Excerpt ::

________________________________________

Aaron Henry (born November 28, 1988) is an American football coach and former safety who is currently the defensive coordinator at the University of Illinois. He began his professional career with the Oakland Raiders of the National Football League (NFL), and played his college football for the Wisconsin Badgers.

Playing career

High School
Henry was a multi sport athlete at Immokalee High School in Immokallee, Florida. As a wide receiver and defensive back, he helped Immokalee to the 2004 Florida state title and go undefeated in the 2006 regular season. He was an all-state football player, all-county basketball player, and state qualifier in track.

College
He committed to play safety at Wisconsin under head coach Bret Bielema.  There he was a three time Academic All-Big Ten recipient along with being awarded first and second team All-Big Ten.

NFL
In 2012 he was signed as an undrafted free agent by the Oakland Raiders, however he was cut before the regular season.

________________________________________

Provided material ::
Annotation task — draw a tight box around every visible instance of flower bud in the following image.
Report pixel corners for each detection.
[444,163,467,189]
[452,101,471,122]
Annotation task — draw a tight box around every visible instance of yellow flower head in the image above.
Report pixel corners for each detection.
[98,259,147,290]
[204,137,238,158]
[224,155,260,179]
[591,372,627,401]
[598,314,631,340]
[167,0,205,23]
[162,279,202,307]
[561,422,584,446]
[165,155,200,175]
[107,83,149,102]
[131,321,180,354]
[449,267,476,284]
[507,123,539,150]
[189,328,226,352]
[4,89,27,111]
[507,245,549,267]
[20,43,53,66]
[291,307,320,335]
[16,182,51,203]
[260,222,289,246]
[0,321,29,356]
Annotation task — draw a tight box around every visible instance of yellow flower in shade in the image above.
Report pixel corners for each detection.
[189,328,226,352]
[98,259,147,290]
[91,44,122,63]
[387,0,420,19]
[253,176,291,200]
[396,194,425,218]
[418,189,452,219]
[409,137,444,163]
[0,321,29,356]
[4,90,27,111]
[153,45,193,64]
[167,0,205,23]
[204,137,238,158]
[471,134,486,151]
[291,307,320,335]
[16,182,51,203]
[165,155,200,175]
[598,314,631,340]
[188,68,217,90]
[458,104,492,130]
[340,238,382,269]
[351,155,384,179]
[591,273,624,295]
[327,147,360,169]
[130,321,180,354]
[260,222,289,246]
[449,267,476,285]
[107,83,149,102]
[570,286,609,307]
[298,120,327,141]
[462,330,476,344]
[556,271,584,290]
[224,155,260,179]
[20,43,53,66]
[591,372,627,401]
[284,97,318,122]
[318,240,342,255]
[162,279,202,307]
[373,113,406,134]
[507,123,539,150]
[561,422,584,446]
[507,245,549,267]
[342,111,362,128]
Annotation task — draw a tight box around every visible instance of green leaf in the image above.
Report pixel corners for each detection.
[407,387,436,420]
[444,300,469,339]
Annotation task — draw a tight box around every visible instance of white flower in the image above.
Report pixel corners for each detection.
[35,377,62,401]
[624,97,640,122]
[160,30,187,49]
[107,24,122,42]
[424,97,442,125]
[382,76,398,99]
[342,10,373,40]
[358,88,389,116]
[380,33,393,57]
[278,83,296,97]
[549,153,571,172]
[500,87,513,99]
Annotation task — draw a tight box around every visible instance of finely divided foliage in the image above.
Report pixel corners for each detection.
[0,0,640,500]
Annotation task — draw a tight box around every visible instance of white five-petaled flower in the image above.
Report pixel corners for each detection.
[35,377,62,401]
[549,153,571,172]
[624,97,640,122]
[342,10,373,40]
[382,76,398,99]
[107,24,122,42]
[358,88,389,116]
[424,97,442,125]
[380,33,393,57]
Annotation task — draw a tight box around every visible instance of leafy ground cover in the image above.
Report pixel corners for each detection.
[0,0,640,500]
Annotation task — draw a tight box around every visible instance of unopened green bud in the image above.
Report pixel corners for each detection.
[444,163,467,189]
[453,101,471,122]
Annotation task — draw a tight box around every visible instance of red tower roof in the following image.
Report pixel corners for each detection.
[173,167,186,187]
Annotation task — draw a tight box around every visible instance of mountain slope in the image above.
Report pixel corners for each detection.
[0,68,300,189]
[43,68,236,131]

________________________________________

Problems and tasks ::
A) According to the biography of Aaron Henry, which team signed him as an undrafted free agent in 2012?
B) Carry on the biography of Aaron Henry from its last sentence.

Task-by-task outputs ::
A) The Oakland Raiders

B)
Coaching career

Arkansas
In 2014 Henry began his career in coaching as a defensive graduate assistant at Arkansas under his former coach at Wisconsin Bret Bielema. He stayed there until the end of the 2015 season.

Rutgers
Henry spent the 2016 season as the defensive back's coach for Rutgers under Chris Ash.

NC State
In 2017 he went to NC State as the team's safeties coach. In 2018 and 2019 he coached the team's cornerbacks.

Vanderbilt
In 2020 he was the cornerback's coach for Vanderbilt.

Illinois
In 2021 he was reunited with Bielema serving as Illinois defensive backs coach. In 2023 he was promoted to the role of defensive coordinator.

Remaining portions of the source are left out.